* GOAL *
Recast all of the items below as a numbered list, leaving out any blank lines.

* INFORMATION SHOWN *

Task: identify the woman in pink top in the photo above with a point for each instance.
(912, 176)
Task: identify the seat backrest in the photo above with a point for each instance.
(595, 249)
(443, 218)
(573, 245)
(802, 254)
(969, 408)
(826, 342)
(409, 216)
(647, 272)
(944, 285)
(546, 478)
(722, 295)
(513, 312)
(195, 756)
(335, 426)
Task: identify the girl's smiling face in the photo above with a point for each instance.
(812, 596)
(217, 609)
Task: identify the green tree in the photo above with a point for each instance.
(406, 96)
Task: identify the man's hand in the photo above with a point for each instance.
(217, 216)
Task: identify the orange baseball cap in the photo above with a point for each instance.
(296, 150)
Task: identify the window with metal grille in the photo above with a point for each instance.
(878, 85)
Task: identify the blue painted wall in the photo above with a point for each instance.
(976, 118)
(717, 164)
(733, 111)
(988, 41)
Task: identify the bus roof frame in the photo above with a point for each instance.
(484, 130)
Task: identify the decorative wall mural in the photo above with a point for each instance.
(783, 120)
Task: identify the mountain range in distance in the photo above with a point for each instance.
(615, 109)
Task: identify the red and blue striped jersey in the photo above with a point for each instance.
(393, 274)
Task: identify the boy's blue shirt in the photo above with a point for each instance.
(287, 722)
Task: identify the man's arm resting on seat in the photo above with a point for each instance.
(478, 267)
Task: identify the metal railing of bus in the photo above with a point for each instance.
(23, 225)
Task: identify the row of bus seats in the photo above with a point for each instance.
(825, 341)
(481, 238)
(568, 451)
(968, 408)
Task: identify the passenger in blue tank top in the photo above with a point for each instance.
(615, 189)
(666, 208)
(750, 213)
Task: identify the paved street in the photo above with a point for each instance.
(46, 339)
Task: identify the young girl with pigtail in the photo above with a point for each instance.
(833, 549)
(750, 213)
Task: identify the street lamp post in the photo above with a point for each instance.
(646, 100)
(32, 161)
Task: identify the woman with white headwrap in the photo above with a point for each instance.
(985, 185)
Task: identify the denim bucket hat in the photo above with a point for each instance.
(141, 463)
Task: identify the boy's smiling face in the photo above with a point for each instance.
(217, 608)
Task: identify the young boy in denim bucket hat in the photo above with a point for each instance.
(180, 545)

* RESPONSE TO THIS TASK *
1. Task: identify the woman in pink top in the photo above with a point for each instance.
2. (912, 176)
3. Task: identify the seat backrest in the photo above with a point for each instance.
4. (595, 249)
5. (443, 218)
6. (573, 245)
7. (802, 254)
8. (969, 408)
9. (826, 342)
10. (409, 216)
11. (647, 272)
12. (944, 285)
13. (546, 478)
14. (722, 295)
15. (513, 312)
16. (195, 756)
17. (335, 426)
18. Task: identify the girl's smiling face in the photo above with a point for each instance.
19. (812, 596)
20. (217, 609)
21. Task: identify the green tree in the photo above with a point for each instance.
22. (406, 96)
23. Task: identify the man's hand in the photo above with a point for each instance.
24. (217, 216)
25. Task: identify the orange baseball cap in the photo above with a point for each instance.
26. (296, 150)
27. Task: identify the window with metal grille in the photo above with a point for each instance.
28. (878, 85)
29. Task: identify the blue painted wall in the photo above with a point for each instance.
30. (976, 118)
31. (717, 164)
32. (733, 111)
33. (988, 41)
34. Task: identify the bus roof frame in the photo above with a point for each instance.
35. (484, 130)
36. Task: identify the decorative wall mural in the photo above with a point for each instance.
37. (783, 120)
38. Task: identify the mountain range in distance in the photo above with a point for each instance.
39. (615, 109)
40. Task: identify the red and blue striped jersey in the photo above with a point for each instance.
41. (393, 274)
42. Task: identify the boy's blue shirt in the photo above with a point for each instance.
43. (287, 722)
44. Task: identify the man's arm resting on seat in the photo above with a point for each instance.
45. (478, 267)
46. Task: identify the metal railing of bus in the photo above with a point for each instance.
47. (23, 225)
48. Task: identify the row of bus seats in the photo above with a point for each instance.
49. (825, 341)
50. (481, 238)
51. (568, 451)
52. (968, 408)
53. Task: identify the passenger in blue tank top in the photo above with a point for each instance.
54. (615, 189)
55. (666, 208)
56. (750, 213)
57. Task: identify the paved street in the photo above with a point for each instance.
58. (46, 339)
59. Task: identify the young girl with pigtail in the photo above with a point for each instance.
60. (833, 549)
61. (750, 213)
62. Task: identify the street lamp post in the photo above with a point for each instance.
63. (646, 100)
64. (32, 161)
65. Task: identify the woman with white headwrap in the photo above with a point for each instance.
66. (985, 185)
67. Task: identify the denim bucket hat in the photo above with a point for each instance.
68. (141, 463)
69. Task: identify the boy's smiling face in the photo above with a point for each instance.
70. (217, 608)
71. Task: identify the young boy in denim bucket hat in the photo above with a point for each instance.
72. (180, 545)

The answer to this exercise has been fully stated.